● Цитируемый отрывок
Собрание сочинений в 8 томах. Том 4. Правовые воззрения А.Ф. Кони
Шрифт:
Врачебная тайна сифилидолога может иметь некоторые особенности и по условиям врачебной практики. Так, во-первых, не будет нарушением тайны сообщение ее, в интересе науки или с целью совещания, врачом врачу, причем не всегда можно скрыть личность вверившего тайну, так как, сообщенная врачу, она не перестает быть тайной для посторонних, которым последний все-таки не уполномочен ее открывать. Во-вторых, есть случаи, где самый способ подачи помощи делает затруднительным и почти невозможным соблюдение тайны, например при осуществлении фабрично-санитарного надзора и лечения в воинских присутствиях и др. В-третьих, известный возраст, при котором пациент может не иметь, выражаясь словами уголовного закона, полного разумения своих поступков или, вообще, разумения их, должен освободить врача от умолчания о его болезни пред родными и домашними, на попечении которых он находится, причем житейский опыт и авторитет врача должен вызвать надлежащие указания родным, что всякий гнев или упреки должны уступить место состраданию к несчастью и заботе о больном.

● Исходные данные
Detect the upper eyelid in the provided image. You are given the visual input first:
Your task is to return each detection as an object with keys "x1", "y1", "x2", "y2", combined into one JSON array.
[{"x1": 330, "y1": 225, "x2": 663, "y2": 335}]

● Что сделать
1. Перечислите три особенности врачебной тайны сифилидолога, которые отрывок вводит словами «во-первых», «во-вторых» и «в-третьих».
2. Изложите содержание отрывка о врачебной тайне сифилидолога в двух предложениях.

● Ответы к заданиям
1.
1. Сообщение тайны врачом врачу в интересе науки или с целью совещания не считается ее нарушением.
2. В некоторых случаях сам способ подачи помощи делает соблюдение тайны затруднительным и почти невозможным. Таковы, например, фабрично-санитарный надзор и лечение в воинских присутствиях.
3. Пациент может быть в таком возрасте, когда он не имеет полного разумения своих поступков. Тогда врач освобождается от умолчания о его болезни перед родными и домашними, на попечении которых он находится.

2. Врачебная тайна сифилидолога имеет особенности, связанные с условиями врачебной практики. Ее сообщение врачом врачу в интересе науки или для совещания не считается нарушением, а при фабрично-санитарном надзоре и лечении в воинских присутствиях соблюсти тайну почти невозможно; если же пациент по возрасту может не иметь полного разумения своих поступков, врач освобождается от умолчания перед его родными и должен внушить им, что гнев и упреки должны уступить место состраданию и заботе о больном.